Print the lines from the one with "target: green leaf" to the one with "102 412 L 97", both included, exactly as they are.

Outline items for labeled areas
━━━━
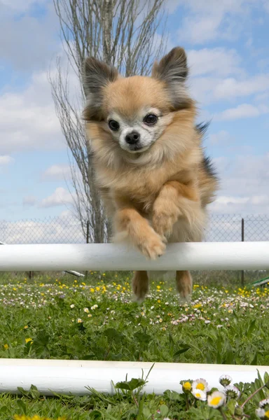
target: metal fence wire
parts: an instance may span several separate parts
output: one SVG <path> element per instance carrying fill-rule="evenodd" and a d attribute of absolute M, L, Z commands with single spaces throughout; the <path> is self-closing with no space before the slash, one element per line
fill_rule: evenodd
<path fill-rule="evenodd" d="M 87 232 L 87 227 L 83 230 Z M 212 214 L 205 232 L 207 241 L 269 241 L 269 216 L 266 215 Z M 88 242 L 81 224 L 74 217 L 0 220 L 0 244 L 82 244 Z M 1 248 L 0 248 L 1 252 Z M 37 275 L 37 273 L 36 274 Z M 39 273 L 38 275 L 41 274 Z M 50 273 L 50 276 L 53 273 Z M 57 276 L 61 273 L 55 273 Z M 25 276 L 25 273 L 23 274 Z M 33 273 L 26 275 L 32 276 Z M 269 276 L 269 272 L 195 272 L 194 281 L 203 284 L 244 284 Z M 1 279 L 18 276 L 19 273 L 1 273 Z"/>

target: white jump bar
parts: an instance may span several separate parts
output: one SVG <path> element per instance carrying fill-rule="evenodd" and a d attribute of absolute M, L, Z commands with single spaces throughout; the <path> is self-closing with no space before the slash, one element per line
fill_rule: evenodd
<path fill-rule="evenodd" d="M 85 395 L 86 386 L 100 393 L 113 394 L 114 384 L 132 378 L 144 378 L 151 363 L 0 359 L 0 393 L 18 393 L 18 387 L 29 390 L 35 385 L 41 394 L 71 393 Z M 229 374 L 233 382 L 250 382 L 257 377 L 257 370 L 263 377 L 269 366 L 202 365 L 192 363 L 156 363 L 148 378 L 146 393 L 162 394 L 167 389 L 181 392 L 180 381 L 204 378 L 210 387 L 221 387 L 219 377 Z"/>
<path fill-rule="evenodd" d="M 269 242 L 171 244 L 154 261 L 113 244 L 0 247 L 0 271 L 268 269 Z"/>

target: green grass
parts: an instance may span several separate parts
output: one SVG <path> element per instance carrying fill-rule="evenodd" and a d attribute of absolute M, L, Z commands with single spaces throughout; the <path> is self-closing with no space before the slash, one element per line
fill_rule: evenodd
<path fill-rule="evenodd" d="M 71 276 L 64 278 L 65 284 L 48 276 L 32 284 L 6 278 L 0 285 L 0 357 L 269 365 L 269 288 L 195 285 L 191 303 L 179 307 L 174 282 L 155 281 L 139 305 L 131 301 L 130 277 L 92 272 L 85 284 Z M 244 392 L 247 398 L 250 388 Z M 184 396 L 174 394 L 174 400 L 171 395 L 134 399 L 132 393 L 54 398 L 35 392 L 34 397 L 4 395 L 0 419 L 15 413 L 161 419 L 157 411 L 162 403 L 172 419 L 223 418 L 205 405 L 207 416 L 199 417 L 199 405 L 206 402 L 197 401 L 192 410 L 198 411 L 188 414 Z M 249 415 L 258 419 L 254 408 L 250 404 Z M 151 416 L 145 416 L 146 412 Z"/>

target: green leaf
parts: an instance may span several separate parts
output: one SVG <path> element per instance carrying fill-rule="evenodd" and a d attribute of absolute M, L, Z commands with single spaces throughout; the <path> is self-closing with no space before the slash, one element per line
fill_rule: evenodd
<path fill-rule="evenodd" d="M 26 407 L 26 404 L 22 400 L 17 400 L 17 405 L 20 408 L 23 414 L 27 414 L 27 409 Z"/>
<path fill-rule="evenodd" d="M 135 379 L 132 378 L 130 381 L 124 381 L 123 382 L 118 382 L 115 385 L 115 388 L 117 389 L 125 389 L 126 391 L 134 391 L 137 388 L 144 386 L 146 384 L 144 379 Z"/>
<path fill-rule="evenodd" d="M 169 413 L 169 408 L 167 405 L 163 405 L 160 406 L 160 412 L 163 417 L 167 417 Z"/>
<path fill-rule="evenodd" d="M 120 343 L 124 335 L 115 328 L 106 328 L 104 331 L 104 335 L 107 337 L 107 341 L 109 342 L 115 342 L 116 343 Z"/>
<path fill-rule="evenodd" d="M 189 350 L 190 349 L 191 349 L 191 346 L 186 346 L 186 347 L 184 347 L 183 349 L 180 349 L 179 350 L 178 350 L 177 351 L 174 353 L 174 357 L 177 357 L 177 356 L 179 356 L 179 354 L 182 354 L 183 353 L 188 351 L 188 350 Z"/>
<path fill-rule="evenodd" d="M 102 412 L 97 410 L 94 410 L 90 413 L 90 419 L 95 420 L 95 419 L 102 419 Z"/>

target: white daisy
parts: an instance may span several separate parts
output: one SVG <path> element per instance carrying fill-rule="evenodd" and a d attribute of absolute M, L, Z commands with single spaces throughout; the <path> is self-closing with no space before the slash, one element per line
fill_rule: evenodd
<path fill-rule="evenodd" d="M 263 419 L 263 417 L 265 416 L 265 410 L 263 408 L 257 408 L 256 410 L 256 414 L 257 414 L 258 417 L 260 417 L 260 419 Z"/>
<path fill-rule="evenodd" d="M 224 388 L 225 393 L 229 398 L 238 398 L 240 396 L 240 391 L 238 388 L 236 388 L 234 385 L 228 385 Z"/>
<path fill-rule="evenodd" d="M 232 383 L 233 379 L 228 374 L 222 374 L 219 378 L 219 382 L 223 386 L 228 386 Z"/>
<path fill-rule="evenodd" d="M 193 391 L 200 390 L 203 392 L 207 392 L 209 390 L 208 384 L 205 379 L 202 379 L 200 378 L 199 379 L 196 379 L 196 381 L 193 381 L 192 384 Z"/>
<path fill-rule="evenodd" d="M 261 408 L 264 408 L 266 405 L 268 405 L 268 408 L 269 408 L 269 398 L 265 398 L 265 400 L 262 400 L 258 403 L 258 406 L 261 407 Z"/>
<path fill-rule="evenodd" d="M 213 408 L 219 408 L 224 404 L 225 401 L 225 395 L 219 391 L 215 391 L 212 392 L 211 396 L 207 396 L 207 404 Z"/>
<path fill-rule="evenodd" d="M 191 393 L 195 397 L 196 400 L 200 400 L 200 401 L 206 401 L 207 400 L 207 394 L 200 389 L 193 389 Z"/>

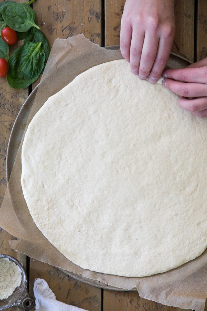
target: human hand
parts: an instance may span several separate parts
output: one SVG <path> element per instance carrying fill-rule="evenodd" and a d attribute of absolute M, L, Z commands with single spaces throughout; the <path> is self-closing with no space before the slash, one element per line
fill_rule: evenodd
<path fill-rule="evenodd" d="M 167 69 L 162 75 L 164 85 L 181 96 L 181 108 L 201 118 L 207 117 L 207 58 L 185 68 Z"/>
<path fill-rule="evenodd" d="M 120 49 L 133 73 L 155 83 L 169 58 L 175 31 L 174 0 L 126 0 Z"/>

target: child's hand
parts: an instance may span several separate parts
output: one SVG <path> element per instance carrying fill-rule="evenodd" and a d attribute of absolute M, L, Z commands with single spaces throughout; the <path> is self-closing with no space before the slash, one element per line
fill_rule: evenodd
<path fill-rule="evenodd" d="M 162 83 L 180 95 L 180 106 L 200 117 L 207 117 L 207 58 L 183 69 L 167 69 Z"/>
<path fill-rule="evenodd" d="M 132 72 L 155 83 L 168 60 L 175 31 L 174 0 L 126 0 L 120 49 Z"/>

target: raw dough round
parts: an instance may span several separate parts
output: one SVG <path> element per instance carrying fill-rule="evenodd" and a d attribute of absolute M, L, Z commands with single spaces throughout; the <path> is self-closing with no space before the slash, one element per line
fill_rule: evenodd
<path fill-rule="evenodd" d="M 44 235 L 70 260 L 127 276 L 162 272 L 206 247 L 207 120 L 124 60 L 49 98 L 26 133 L 21 182 Z"/>

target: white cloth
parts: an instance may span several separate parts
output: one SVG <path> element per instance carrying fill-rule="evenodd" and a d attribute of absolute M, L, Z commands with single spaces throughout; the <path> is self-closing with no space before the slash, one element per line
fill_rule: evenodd
<path fill-rule="evenodd" d="M 35 311 L 85 311 L 83 309 L 59 301 L 47 282 L 42 279 L 35 280 L 33 290 Z"/>

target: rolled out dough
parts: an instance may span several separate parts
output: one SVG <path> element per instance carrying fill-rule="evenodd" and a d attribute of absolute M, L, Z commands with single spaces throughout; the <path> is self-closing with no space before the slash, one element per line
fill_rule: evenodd
<path fill-rule="evenodd" d="M 162 272 L 207 246 L 207 120 L 131 73 L 93 67 L 49 98 L 29 124 L 21 182 L 46 237 L 82 268 Z"/>

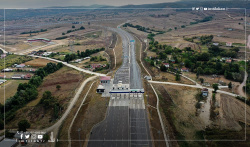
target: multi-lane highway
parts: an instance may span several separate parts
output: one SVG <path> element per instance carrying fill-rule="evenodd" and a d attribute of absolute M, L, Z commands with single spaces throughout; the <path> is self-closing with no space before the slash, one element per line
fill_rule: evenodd
<path fill-rule="evenodd" d="M 113 87 L 122 81 L 128 89 L 114 89 L 116 91 L 111 93 L 106 118 L 92 129 L 88 146 L 150 147 L 152 142 L 143 94 L 129 93 L 131 89 L 143 89 L 135 40 L 120 26 L 112 31 L 121 36 L 123 44 L 123 64 L 115 74 Z"/>

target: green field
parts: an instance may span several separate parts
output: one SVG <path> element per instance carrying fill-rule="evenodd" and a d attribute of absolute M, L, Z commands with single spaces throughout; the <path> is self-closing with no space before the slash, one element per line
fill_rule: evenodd
<path fill-rule="evenodd" d="M 32 60 L 32 57 L 29 56 L 7 55 L 7 57 L 0 59 L 0 70 L 10 67 L 13 64 L 21 64 L 30 60 Z"/>
<path fill-rule="evenodd" d="M 5 100 L 14 96 L 17 87 L 20 83 L 27 83 L 29 80 L 8 80 L 5 85 L 0 86 L 0 103 L 4 103 L 4 88 L 5 88 Z"/>

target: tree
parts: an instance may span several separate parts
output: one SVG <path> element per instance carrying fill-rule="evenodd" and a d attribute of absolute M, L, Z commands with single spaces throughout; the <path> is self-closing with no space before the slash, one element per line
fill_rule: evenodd
<path fill-rule="evenodd" d="M 180 81 L 181 80 L 181 76 L 180 76 L 180 72 L 177 71 L 176 74 L 175 74 L 175 80 L 176 81 Z"/>
<path fill-rule="evenodd" d="M 0 130 L 4 129 L 4 122 L 2 120 L 0 120 Z"/>
<path fill-rule="evenodd" d="M 83 26 L 80 27 L 80 30 L 84 30 L 85 28 Z"/>
<path fill-rule="evenodd" d="M 49 140 L 49 134 L 48 133 L 46 133 L 46 134 L 44 134 L 43 135 L 43 140 L 45 141 L 45 142 L 47 142 L 48 140 Z"/>
<path fill-rule="evenodd" d="M 229 82 L 229 83 L 228 83 L 228 88 L 229 88 L 229 89 L 232 89 L 232 82 Z"/>
<path fill-rule="evenodd" d="M 154 66 L 154 65 L 155 65 L 155 63 L 154 63 L 153 60 L 150 61 L 150 65 L 151 65 L 151 66 Z"/>
<path fill-rule="evenodd" d="M 198 67 L 198 68 L 197 68 L 197 72 L 196 72 L 196 78 L 197 78 L 197 79 L 199 78 L 199 76 L 200 76 L 201 73 L 203 73 L 203 70 L 202 70 L 201 67 Z"/>
<path fill-rule="evenodd" d="M 204 79 L 203 78 L 200 78 L 200 81 L 201 81 L 201 83 L 204 83 Z"/>
<path fill-rule="evenodd" d="M 219 85 L 214 83 L 213 84 L 213 89 L 214 89 L 214 92 L 216 92 L 219 89 Z"/>
<path fill-rule="evenodd" d="M 26 119 L 18 122 L 18 131 L 26 132 L 29 127 L 30 123 Z"/>
<path fill-rule="evenodd" d="M 165 65 L 162 64 L 161 67 L 160 67 L 160 70 L 161 70 L 161 71 L 167 71 L 167 67 L 166 67 Z"/>
<path fill-rule="evenodd" d="M 56 85 L 56 89 L 57 89 L 57 90 L 60 90 L 60 89 L 61 89 L 61 86 L 60 86 L 60 85 Z"/>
━━━━
ANSWER TO THE TASK:
target: green leaf
parts: an instance may span several separate parts
output: one SVG <path> element per instance carrying fill-rule="evenodd" and a d attribute of absolute M, L, Z commands with single spaces throughout; the <path> is self-closing with no space before the slash, one element per line
fill_rule: evenodd
<path fill-rule="evenodd" d="M 26 407 L 26 404 L 22 400 L 17 400 L 17 405 L 20 408 L 23 414 L 27 414 L 27 409 Z"/>
<path fill-rule="evenodd" d="M 135 379 L 132 378 L 130 381 L 124 381 L 123 382 L 118 382 L 115 385 L 115 388 L 117 389 L 125 389 L 126 391 L 134 391 L 137 388 L 144 386 L 146 384 L 144 379 Z"/>
<path fill-rule="evenodd" d="M 169 413 L 169 408 L 167 405 L 163 405 L 160 406 L 160 412 L 163 417 L 167 417 Z"/>
<path fill-rule="evenodd" d="M 120 343 L 124 335 L 115 328 L 106 328 L 104 331 L 104 335 L 107 337 L 107 341 L 109 342 L 115 342 L 116 343 Z"/>
<path fill-rule="evenodd" d="M 189 350 L 190 349 L 191 349 L 191 346 L 186 346 L 186 347 L 184 347 L 183 349 L 180 349 L 179 350 L 178 350 L 177 351 L 174 353 L 174 357 L 177 357 L 177 356 L 179 356 L 179 354 L 182 354 L 183 353 L 188 351 L 188 350 Z"/>
<path fill-rule="evenodd" d="M 102 412 L 97 410 L 94 410 L 90 413 L 90 419 L 95 420 L 95 419 L 102 419 Z"/>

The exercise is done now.